The DRC-focused explorer (ASX:AVZ) revealed today that it had struck a deal with Dathomir Mining Resources SARL to increase its stake by 5 per cent to 65 per cent.
The deal will cost AVZ $US5.5m ($7.9m) — but it has a few years to pay it off.
The news lifted the company’s share price by 7.3 per cent to an intra-day high of 5.9c.
AVZ says the deal is highly accretive for its shareholders, with minimal upfront payment.
The first tranche payment of $US500,000 has to be paid within 14 days, but AVZ has three years from execution of the deal to pay the balance.
“AVZ is pleased to be able to secure further equity interest in the Manono Lithium and Tin Project, given its Tier 1 status,” managing director Nigel Ferguson said.
“The extra equity in the Manono Lithium and Tin Project will add significantly to the bottom line and net present values (NPV) and it is critical for project financing as AVZ continues discussions with potential financiers and off-takers.”
The increase to 65 per cent is expected to lift AVZ’s share of the NPV by some $US130m to $US1.68 billion, based on the recent scoping study for a 5-million-tonne-per-annum operation.
IRR and NPV are used to estimate the profitability of a potential operation – the higher they are above zero, the better they are.
The extended scoping study estimates that on a 100 per cent basis Manono will have an NPV (before tax and royalties) of $US2.63 billion and an IRR of greater than 64 per cent.
AVZ isn’t stopping at 65 per cent, however, and is in further discussions with its main partner La Congolaise D’Exploitation Miniere (Cominiere) to secure additional equity on similar terms.

§ **YOUR TASK**
Write the next part of the news report on AVZ's larger stake in the Manono Lithium and Tin Project, beginning after its final sentence.

(Image object location entries)
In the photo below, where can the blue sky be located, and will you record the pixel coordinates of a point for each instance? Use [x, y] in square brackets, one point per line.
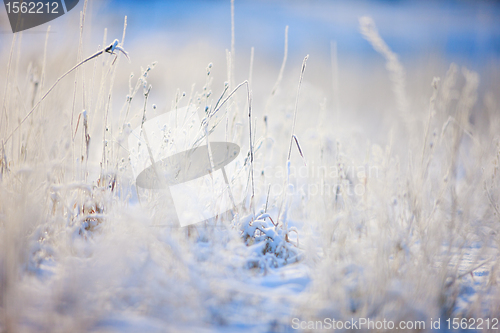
[459, 30]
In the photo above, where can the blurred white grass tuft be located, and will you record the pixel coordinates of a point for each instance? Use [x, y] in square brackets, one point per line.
[79, 252]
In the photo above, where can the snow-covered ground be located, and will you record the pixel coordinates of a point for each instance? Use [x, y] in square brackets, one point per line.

§ **OUTPUT FOR THIS EXERCISE**
“Cominiere, as with all parastatal entities in the DRC, are currently under a ‘suspension of signature authority’ following the presidential elections,” Ferguson explained.
“It is hoped that this will soon be lifted and a positive outcome to purchase further equity in the project, as discussed to date with Cominiere, can soon be achieved for AVZ.”
Even at conservative lithium prices, Manono looks set to be a big money-maker.
The scoping study outcomes are based on a lithium concentrate sale price of $US750 per tonne.
The scoping study has yielded an exceptional and industry leading IRR of 64 per cent even at a more conservative lithium price to reflect market changes in the last seven months.
Just as importantly, the expected capital outlay of roughly $US380m to $US400m (including a capital contingency of US$78m) makes Manono the third lowest cost lithium mine in the world.
The 5Mtpa Scoping Study assessed a 20-year operation at Manono, but there remains significant potential to extend the mine life beyond this.
Metallurgical test work shows the potential for high recoveries of over 80 per cent.
This would deliver around 1.1 million tonnes at a minimum of 5.8 per cent lithium concentrate each year.